BRANO FORNITO:
----

I tentativi ebbero inizio un paio di anni fa, quando i legislatori europei consigliarono di rivedere la legge sulle telecomunicazioni che riguardava anche i cookie, piccoli file installati sui computer dai siti web. I cookie possono immagazzinare connessioni e collegamenti, password e preferenze degli utenti, ma possono essere utilizzati anche per spiare la navigazione dell'utente in rete. I reparti marketing in seguito utilizzano questi registri di navigazione per recapitare all'utente inserzioni pubblicitarie tagliate su misura a partire dalle sue preferenze.
In base alla vecchia normativa, le leggi europee imponevano ai siti di permettere che gli utenti "optassero di non accettare", ovvero rifiutassero, i cookie, di solito nel momento in cui sceglievano la configurazione del loro browser. Una commissione guidata dall'europarlamentare tedesco Alexander Alvaro ha suggerito di ribaltare tale proposta nella nuova legge e di far sì che un utente possa "optare" di accettare i cookie quando naviga. La sua proposta ha portato a una bozza in cui si dichiara che un cookie non può essere installato se "in precedenza non c'è stato un consenso esplicito" da parte dell'utente.
Tale clausola ha messo in allarme il settore della pubblicità su internet, che l'anno scorso, secondo le stime della lobby Interactive advertising bureau, ha generato un volume di spesa di 14,7 miliardi di euro. La regola del consenso anteriore "è una cosa che non possiamo accettare", dice Kimon Zorbas, vicepresidente del Bureau per l'Europa, che insieme ai suoi colleghi ha esercitato pressioni sui policy maker.

----

Dati memorizzati:
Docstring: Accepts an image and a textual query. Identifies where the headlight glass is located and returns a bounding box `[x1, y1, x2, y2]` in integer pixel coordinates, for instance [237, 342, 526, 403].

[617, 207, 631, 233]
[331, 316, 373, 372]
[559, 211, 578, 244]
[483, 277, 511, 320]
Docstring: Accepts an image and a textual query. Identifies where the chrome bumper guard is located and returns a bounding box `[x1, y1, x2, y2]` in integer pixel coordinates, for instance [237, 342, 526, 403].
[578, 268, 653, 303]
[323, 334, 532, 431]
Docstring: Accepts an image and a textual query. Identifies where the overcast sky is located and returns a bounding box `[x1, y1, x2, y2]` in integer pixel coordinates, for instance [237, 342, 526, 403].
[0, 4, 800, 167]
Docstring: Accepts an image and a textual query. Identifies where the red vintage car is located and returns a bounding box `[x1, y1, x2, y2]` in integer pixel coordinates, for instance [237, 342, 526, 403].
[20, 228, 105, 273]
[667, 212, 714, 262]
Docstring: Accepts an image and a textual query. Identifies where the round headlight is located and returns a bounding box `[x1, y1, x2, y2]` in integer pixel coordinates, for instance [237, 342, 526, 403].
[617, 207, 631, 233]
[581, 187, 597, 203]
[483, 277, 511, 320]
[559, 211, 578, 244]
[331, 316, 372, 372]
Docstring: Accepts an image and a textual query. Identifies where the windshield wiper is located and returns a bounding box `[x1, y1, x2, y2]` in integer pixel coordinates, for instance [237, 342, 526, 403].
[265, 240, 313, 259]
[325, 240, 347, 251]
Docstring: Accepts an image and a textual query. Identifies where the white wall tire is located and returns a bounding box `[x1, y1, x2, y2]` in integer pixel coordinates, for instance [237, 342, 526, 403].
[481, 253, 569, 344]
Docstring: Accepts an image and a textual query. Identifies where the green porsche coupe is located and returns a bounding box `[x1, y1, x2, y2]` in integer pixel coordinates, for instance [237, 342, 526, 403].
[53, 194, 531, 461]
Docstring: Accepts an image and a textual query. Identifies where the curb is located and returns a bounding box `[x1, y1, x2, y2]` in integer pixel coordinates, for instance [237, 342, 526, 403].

----

ATTIVITÀ DA SVOLGERE:
A. Secondo il brano sulla normativa europea dei cookie, a quanto ammonta il volume di spesa generato l'anno scorso dal settore della pubblicità su internet, stando alle stime dell'Interactive advertising bureau?
B. Elenchi tutto ciò che, secondo il brano sulla normativa europea dei cookie, questi piccoli file possono immagazzinare.
C. Prosegua il brano sulla normativa europea dei cookie, riprendendo subito dopo la sua ultima frase.

SOLUZIONI DEGLI ESERCIZI:
A. 14,7 miliardi di euro.

B.
- connessioni
- collegamenti
- password
- preferenze degli utenti

C.
La disputa si è protratta fino a poche ore prima che il Parlamento europeo approvasse la legge, nel maggio dello scorso anno. In sostanza, si è alleggerita la parte che afferma che la configurazione del browser che permette ai cookie di entrare nel computer costituisce "un consenso antecedente", frase spostata poi in un'appendice. Le agenzie pubblicitarie hanno fatto sapere che la diversa formulazione del consenso significa che non occorre ottenere un'approvazione per ogni cookie, e che la configurazione del browser è sufficiente.
I sostenitori della privacy non sono d'accordo. Il legislatore greco Stavros Lambrinidis afferma che la legge ha la finalità di garantire che "nessun cookie, nessuna spia, niente di ciò che entra nel computer possa funzionare a meno che l'utente abbia dato esplicito consenso".
Neelie Kroes, la commissaria Ue incaricata di vigilare sull'attuazione della nuova legge, pare aver scelto una posizione intermedia, suggerendo che il settore adotti linee guida studiate e messe a punto autonomamente, ma tali da poter essere imposte in tutta Europa.
Il 16 dicembre i pubblicitari esporranno la loro proposta agli enti di tutela della privacy. Nel frattempo, il dibattito sulla legge prosegue in tutti i 27 paesi dell'Ue. I regolatori si aspettano semplicemente che la legge sia recepita e adottata. Le aziende online e i produttori di browser aspettano con ansia".
(La traduzione italiana dell'articolo di The Wall Street Journal Europe è stata curata da Anna Bissanti per PressEurop)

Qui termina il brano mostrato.